◆ REQUIRED WORK: Retype the records that follow, every line exactly as written.

══════════════════════════════

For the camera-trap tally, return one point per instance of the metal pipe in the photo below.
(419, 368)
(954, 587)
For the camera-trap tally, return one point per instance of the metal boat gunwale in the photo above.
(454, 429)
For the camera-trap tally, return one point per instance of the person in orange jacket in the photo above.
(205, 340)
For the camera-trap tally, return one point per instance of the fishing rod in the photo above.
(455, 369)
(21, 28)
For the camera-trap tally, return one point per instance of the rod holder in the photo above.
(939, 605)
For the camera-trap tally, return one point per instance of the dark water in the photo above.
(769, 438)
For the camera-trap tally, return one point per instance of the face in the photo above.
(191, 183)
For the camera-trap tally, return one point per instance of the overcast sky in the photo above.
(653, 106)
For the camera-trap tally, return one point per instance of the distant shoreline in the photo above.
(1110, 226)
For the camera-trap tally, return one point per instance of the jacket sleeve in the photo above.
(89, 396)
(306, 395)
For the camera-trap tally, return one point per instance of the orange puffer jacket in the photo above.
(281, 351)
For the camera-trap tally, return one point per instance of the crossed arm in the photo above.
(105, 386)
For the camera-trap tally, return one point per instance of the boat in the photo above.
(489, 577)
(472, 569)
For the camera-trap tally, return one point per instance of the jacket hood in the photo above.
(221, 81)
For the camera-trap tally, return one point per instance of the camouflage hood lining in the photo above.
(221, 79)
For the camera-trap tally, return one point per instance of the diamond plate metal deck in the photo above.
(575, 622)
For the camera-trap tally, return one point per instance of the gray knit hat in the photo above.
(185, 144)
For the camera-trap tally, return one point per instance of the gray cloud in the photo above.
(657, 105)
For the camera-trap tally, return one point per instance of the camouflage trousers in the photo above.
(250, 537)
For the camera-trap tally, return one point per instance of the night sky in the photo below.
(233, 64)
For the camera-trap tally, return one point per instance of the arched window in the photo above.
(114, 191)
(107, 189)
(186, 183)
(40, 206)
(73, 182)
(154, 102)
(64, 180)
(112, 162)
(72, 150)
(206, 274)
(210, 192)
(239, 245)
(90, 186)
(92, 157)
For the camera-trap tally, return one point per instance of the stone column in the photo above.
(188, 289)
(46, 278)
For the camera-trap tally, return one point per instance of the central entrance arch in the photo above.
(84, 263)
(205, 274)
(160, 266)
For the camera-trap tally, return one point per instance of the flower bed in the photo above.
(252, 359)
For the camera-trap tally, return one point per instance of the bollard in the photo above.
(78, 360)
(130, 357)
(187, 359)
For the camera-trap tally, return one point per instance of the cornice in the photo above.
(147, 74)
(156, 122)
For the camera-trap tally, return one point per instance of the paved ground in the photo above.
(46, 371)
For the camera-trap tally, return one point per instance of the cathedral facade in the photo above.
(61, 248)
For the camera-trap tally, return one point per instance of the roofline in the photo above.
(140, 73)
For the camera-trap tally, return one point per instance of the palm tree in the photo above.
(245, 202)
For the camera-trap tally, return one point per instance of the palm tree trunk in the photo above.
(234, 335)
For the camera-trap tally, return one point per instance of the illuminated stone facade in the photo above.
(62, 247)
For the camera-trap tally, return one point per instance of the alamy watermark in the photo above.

══════════════════════════════

◆ EXERCISE RESPONSE:
For the camera-trap tally, return one point per instance of the metal pipe in the photo below.
(419, 368)
(954, 587)
For the camera-trap tally, return one point per instance of the metal boat gunwale in the photo above.
(454, 429)
For the camera-trap tally, return one point per instance of the person in orange jacket in the photo above.
(205, 340)
For the camera-trap tally, return one point per instance of the fishing rod in the photo above.
(455, 369)
(21, 28)
For the camera-trap tally, return one point per instance of the rod holder in the photo above.
(939, 605)
For the camera-trap tally, return one point per instance of the dark water in the photo above.
(769, 438)
For the camera-trap tally, return one point per instance of the face in the photo above.
(191, 183)
For the camera-trap tally, return one point per instance of the overcast sky in the photo above.
(653, 106)
For the camera-trap tally, return one point per instance of the distant shoreline in the photo above.
(1110, 226)
For the camera-trap tally, return one point per instance of the jacket sleeve in the photo above.
(89, 396)
(306, 395)
For the camera-trap tally, return one point per instance of the orange puffer jacket in the photo above.
(281, 351)
For the camera-trap tally, return one point per instance of the crossed arm in the photo above.
(105, 386)
For the camera-trap tally, return one point per instance of the boat in the photo above.
(489, 577)
(472, 569)
For the camera-trap tally, return one point per instance of the jacket hood in the photo above.
(221, 81)
For the camera-trap tally, return one point per instance of the camouflage hood lining in the photo above.
(221, 79)
For the camera-trap tally, return one point per instance of the diamond plate metal deck in the photo above.
(575, 622)
For the camera-trap tally, return one point per instance of the gray knit hat in the photo above.
(185, 144)
For the camera-trap tally, return one point per instance of the gray cloud in the photo above.
(657, 105)
For the camera-trap tally, return one point per instance of the camouflage trousers in the photo above.
(250, 537)
For the camera-trap tally, return one point per instance of the night sky in the photo below.
(233, 64)
For the camera-trap tally, return one point per instance of the arched window in the photo above.
(114, 191)
(107, 189)
(186, 183)
(40, 206)
(73, 182)
(154, 102)
(64, 180)
(112, 162)
(72, 150)
(206, 274)
(210, 192)
(239, 245)
(90, 186)
(92, 157)
For the camera-trap tally, return one point per instance of the stone column in the photo above.
(188, 289)
(46, 278)
For the camera-trap tally, return one point per instance of the central entrance arch in the photo above.
(84, 263)
(205, 274)
(160, 266)
For the camera-trap tally, return one point per instance of the flower bed in the photo above.
(252, 359)
For the camera-trap tally, return one point per instance of the bollard in the photo above.
(78, 360)
(130, 357)
(187, 359)
For the camera-trap tally, return one point per instance of the cornice in the photo above.
(147, 74)
(156, 122)
For the camera-trap tally, return one point per instance of the paved ground in the photo above.
(46, 371)
For the camera-trap tally, return one point per instance of the cathedral facade in the photo above.
(61, 248)
For the camera-trap tally, return one point per instance of the roofline in the photo above.
(140, 73)
For the camera-trap tally, return one point per instance of the palm tree in the photo above.
(245, 202)
For the camera-trap tally, return one point per instance of the palm tree trunk in the photo above.
(234, 335)
For the camera-trap tally, return one point per instance of the illuminated stone facade in the photo above.
(62, 247)
For the camera-trap tally, return one point per instance of the alamy watermark in the photo above.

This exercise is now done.